# DOCUMENT
Begin

The system of appanage has played a particularly important role in France. It developed there with the extension of royal authority from the 13th century, then disappeared from the late Middle Ages with the affirmation of the exclusive authority of the royal state. It strongly influenced the territorial construction, explaining the arms of several provinces. The prerogative of Burgundy is also the origin of the Belgian, Luxembourg and Dutch States, through the action of its dukes favored by their position in the court of the kings of France.
Appanages were used to sweeten the pill of the primogeniture. It has historically been used to deter the revolt of younger sons, who would otherwise have no inheritance, thus avoiding the deterioration of the monarchy by equal division. Indeed, according to Frankish tradition, the inheritance was to be divided among the remaining sons. The kingdom was called family territory, and so many divisions took place under the Merovingians, and then under the rule of the Carolingians.
The consequences of equal division led to the adoption of the appanage method, which has the advantage of diverting the right of the younger sons to the throne, which was the inheritance of the eldest. Hugh Capet was elected King of the Franks on the death of Louis V in 987. The Capetian dynasty broke away from the Frankish custom of dividing the kingdom among all the sons. The eldest son alone became King and received the royal domain except for the appanages. Unlike their predecessors, their hold on the crown was initially tenuous. They could not afford to divide the kingdom among all their sons, and the royal domain (the territory directly controlled by the king) was very small, initially consisting solely of the Île-de-France. Most of the Capetians endeavored to add to the royal domain by the incorporation of additional fiefs, large or small, and thus gradually obtained the direct lordship over almost all of France.
The first king to create an appanage is Henry I of France in 1032, when he gave the Duchy of Burgundy to his brother Robert, Robert I of Burgundy, whose descendants retained the duchy until 1361 with the extinction of the first Capetian House of Burgundy by the death of Philip de Rouvres. Louis VIII and Louis IX also created appanages. The king who created the most powerful appanages for his sons was John II of France. His youngest son, Philip the Bold, founded the second Capetian House of Burgundy in 1363. By marrying the heiress of Flanders, Philip also became ruler of the Low Countries.
King Charles V tried to remove the appanage system, but in vain. Provinces conceded in appanage tended to become de facto independent and the authority of the king was recognized there reluctantly. In particular the line of Valois Dukes of Burgundy caused considerable trouble to the French crown, with which they were often at war, often in open alliance with the English. Theoretically appanages could be reincorporated into the royal domain but only if the last lord had no male heirs. Kings tried as much as possible to rid themselves of the most powerful appanages. Louis XI retook the Duchy of Burgundy at the death of its last duke, Charles the Bold. Francis I confiscated the Bourbonnais, after the treason in 1523 of his commander in chief, Charles III, Duke of Bourbon, the 'constable of Bourbon' (died 1527 in the service of Emperor Charles V).

End

# SOURCE DATA

Begin

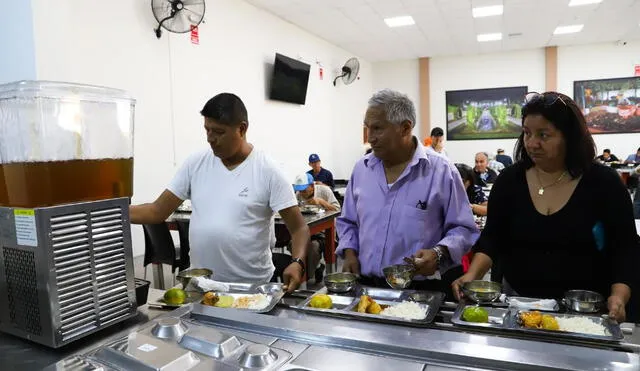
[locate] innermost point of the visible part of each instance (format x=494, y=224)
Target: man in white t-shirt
x=234, y=190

End

# PROBLEM SET
A) According to the appanage text, why couldn't the early Capetian kings divide the kingdom among all their sons? Answer in one to three sentences.
B) Write out the appanage text between "King Charles V" and "Emperor Charles V).", inclusive, swapping "appanage system" for "system of appanages".
C) In the appanage text, which king first created an appanage, and in what year?
The lines aren't needed for any of this.

# RESPONSES TO THE TASKS
A) Their hold on the crown was tenuous at first. The royal domain they directly controlled was also very small, at first consisting only of the Île-de-France.

B)
King Charles V tried to remove the system of appanages, but in vain. Provinces conceded in appanage tended to become de facto independent and the authority of the king was recognized there reluctantly. In particular the line of Valois Dukes of Burgundy caused considerable trouble to the French crown, with which they were often at war, often in open alliance with the English. Theoretically appanages could be reincorporated into the royal domain but only if the last lord had no male heirs. Kings tried as much as possible to rid themselves of the most powerful appanages. Louis XI retook the Duchy of Burgundy at the death of its last duke, Charles the Bold. Francis I confiscated the Bourbonnais, after the treason in 1523 of his commander in chief, Charles III, Duke of Bourbon, the 'constable of Bourbon' (died 1527 in the service of Emperor Charles V).

C) Henry I of France, in 1032.